··· Given passage ···

Kesten Processes and Firm Dynamics

In addition to what’s in Anaconda, this lecture will need the following libraries:

In [1]:
!pip install quantecon
!pip install --upgrade yfinance


Previously we learned about linear scalar-valued stochastic processes (AR(1) models).

Now we generalize these linear models slightly by allowing the multiplicative coefficient to be stochastic.

Such processes are known as Kesten processes after German–American mathematician Harry Kesten (1931–2019)

Although simple to write down, Kesten processes are interesting for at least two reasons:

  1. A number of significant economic processes are or can be described as Kesten processes.
  2. Kesten processes generate interesting dynamics, including, in some cases, heavy-tailed cross-sectional distributions.

We will discuss these issues as we go along.

Let’s start with some imports:

In [2]:
import numpy as np
import matplotlib.pyplot as plt
%matplotlib inline

import quantecon as qe
/home/ubuntu/anaconda3/lib/python3.7/site-packages/numba/np/ufunc/ NumbaWarning: The TBB threading layer requires TBB version 2019.5 or later i.e., TBB_INTERFACE_VERSION >= 11005. Found TBB_INTERFACE_VERSION = 11004. The TBB threading layer is disabled.

The following two lines are only added to avoid a FutureWarning caused by compatibility issues between pandas and matplotlib.

In [3]:
from pandas.plotting import register_matplotlib_converters

Additional technical background related to this lecture can be found in the monograph of [BDM+16].

Kesten Processes

A Kesten process is a stochastic process of the form

$$ X_{t+1} = a_{t+1} X_t + \eta_{t+1} \tag{1} $$

where $ \{a_t\}_{t \geq 1} $ and $ \{\eta_t\}_{t \geq 1} $ are IID sequences.

We are interested in the dynamics of $ \{X_t\}_{t \geq 0} $ when $ X_0 $ is given.

We will focus on the nonnegative scalar case, where $ X_t $ takes values in $ \mathbb R_+ $.

In particular, we will assume that

  • the initial condition $ X_0 $ is nonnegative,
  • $ \{a_t\}_{t \geq 1} $ is a nonnegative IID stochastic process and
  • $ \{\eta_t\}_{t \geq 1} $ is another nonnegative IID stochastic process, independent of the first.

Example: GARCH Volatility

The GARCH model is common in financial applications, where time series such as asset returns exhibit time varying volatility.

···

Goals -
1. Name every module that appears in an import statement in the Kesten processes lecture.
2. Copy, word for word, the part of the Kesten processes lecture from "In particular, we" to "of the first.".
3. Write the next part of the Kesten processes lecture, picking up right after its final sentence.
The items that come after the Kesten processes lecture are separate material with no connection to it.

··· Listed records ···

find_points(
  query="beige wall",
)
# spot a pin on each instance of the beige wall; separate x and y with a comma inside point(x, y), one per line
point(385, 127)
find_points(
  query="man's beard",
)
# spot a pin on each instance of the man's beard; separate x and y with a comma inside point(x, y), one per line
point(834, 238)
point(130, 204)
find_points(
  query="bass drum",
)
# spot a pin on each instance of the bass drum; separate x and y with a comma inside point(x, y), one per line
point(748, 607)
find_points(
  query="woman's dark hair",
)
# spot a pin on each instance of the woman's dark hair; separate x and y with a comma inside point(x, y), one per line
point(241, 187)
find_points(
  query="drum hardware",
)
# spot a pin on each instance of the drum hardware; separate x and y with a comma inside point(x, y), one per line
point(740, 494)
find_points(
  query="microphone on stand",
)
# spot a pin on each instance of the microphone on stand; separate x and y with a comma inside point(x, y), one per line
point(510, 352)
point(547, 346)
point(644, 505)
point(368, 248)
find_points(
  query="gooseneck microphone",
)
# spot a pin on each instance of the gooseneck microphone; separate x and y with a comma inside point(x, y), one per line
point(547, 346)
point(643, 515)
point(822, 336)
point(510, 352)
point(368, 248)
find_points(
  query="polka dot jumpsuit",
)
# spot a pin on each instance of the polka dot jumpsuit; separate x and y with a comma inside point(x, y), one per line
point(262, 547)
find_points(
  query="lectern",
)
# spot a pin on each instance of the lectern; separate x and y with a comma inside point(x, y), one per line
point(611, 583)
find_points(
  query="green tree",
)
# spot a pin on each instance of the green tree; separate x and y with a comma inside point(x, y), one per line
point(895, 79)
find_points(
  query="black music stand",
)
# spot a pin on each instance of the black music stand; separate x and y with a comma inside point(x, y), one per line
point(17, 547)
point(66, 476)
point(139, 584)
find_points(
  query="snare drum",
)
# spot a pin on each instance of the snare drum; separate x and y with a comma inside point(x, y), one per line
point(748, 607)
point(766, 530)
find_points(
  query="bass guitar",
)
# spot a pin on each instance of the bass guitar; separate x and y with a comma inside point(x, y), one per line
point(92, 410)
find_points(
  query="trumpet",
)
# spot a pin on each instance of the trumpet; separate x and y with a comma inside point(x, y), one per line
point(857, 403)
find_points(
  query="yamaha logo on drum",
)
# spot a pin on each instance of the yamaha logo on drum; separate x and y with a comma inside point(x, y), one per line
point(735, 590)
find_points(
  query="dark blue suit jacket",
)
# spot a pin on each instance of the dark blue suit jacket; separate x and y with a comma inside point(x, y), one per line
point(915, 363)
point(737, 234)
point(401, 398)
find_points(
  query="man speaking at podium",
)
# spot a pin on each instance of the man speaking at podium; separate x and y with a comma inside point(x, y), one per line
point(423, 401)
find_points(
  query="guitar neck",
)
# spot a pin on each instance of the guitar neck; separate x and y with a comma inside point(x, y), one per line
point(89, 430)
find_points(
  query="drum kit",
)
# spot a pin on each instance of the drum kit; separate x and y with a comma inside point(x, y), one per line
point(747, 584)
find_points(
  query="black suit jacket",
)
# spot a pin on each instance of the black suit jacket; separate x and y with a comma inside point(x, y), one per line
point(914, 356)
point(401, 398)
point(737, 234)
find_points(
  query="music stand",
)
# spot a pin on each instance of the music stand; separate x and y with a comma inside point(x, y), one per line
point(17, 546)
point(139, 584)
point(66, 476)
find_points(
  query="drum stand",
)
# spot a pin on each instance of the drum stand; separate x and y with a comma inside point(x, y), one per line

···

Answers -
1. numpy, matplotlib.pyplot, quantecon, pandas.plotting

2.
In particular, we will assume that

  • the initial condition $ X_0 $ is nonnegative,
  • $ \{a_t\}_{t \geq 1} $ is a nonnegative IID stochastic process and
  • $ \{\eta_t\}_{t \geq 1} $ is another nonnegative IID stochastic process, independent of the first.

3.
For example, consider the following plot of daily returns on the Nasdaq Composite Index for the period 1st January 2006 to 1st November 2019.

In [4]:
import yfinance as yf
import pandas as pd

s ='^IXIC', '2006-1-1', '2019-11-1')['Adj Close']

r = s.pct_change()

fig, ax = plt.subplots()

ax.plot(r, alpha=0.7)

ax.set_ylabel('returns', fontsize=12)
ax.set_xlabel('date', fontsize=12)
[*********************100%***********************]  1 of 1 completed

Notice how the series exhibits bursts of volatility (high variance) and then settles down again.

GARCH models can replicate this feature.

The GARCH(1, 1) volatility process takes the form

$$ \sigma_{t+1}^2 = \alpha_0 + \sigma_t^2 (\alpha_1 \xi_{t+1}^2 + \beta) \tag{2} $$

where $ \{\xi_t\} $ is IID with $ \mathbb E \xi_t^2 = 1 $ and all parameters are positive.

Returns on a given asset are then modeled as

$$ r_t = \sigma_t \zeta_t \tag{3} $$

where $ \{\zeta_t\} $ is again IID and independent of $ \{\xi_t\} $.

The volatility sequence $ \{\sigma_t^2 \} $, which drives the dynamics of returns, is a Kesten process.

Example: Wealth Dynamics

Suppose that a given household saves a fixed fraction $ s $ of its current wealth in every period.

The household earns labor income $ y_t $ at the start of time $ t $.

Wealth then evolves according to

$$ w_{t+1} = R_{t+1} s w_t + y_{t+1} \tag{4} $$

where $ \{R_t\} $ is the gross rate of return on assets.

If $ \{R_t\} $ and $ \{y_t\} $ are both IID, then (4) is a Kesten process.


In earlier lectures, such as the one on AR(1) processes, we introduced the notion of a stationary distribution.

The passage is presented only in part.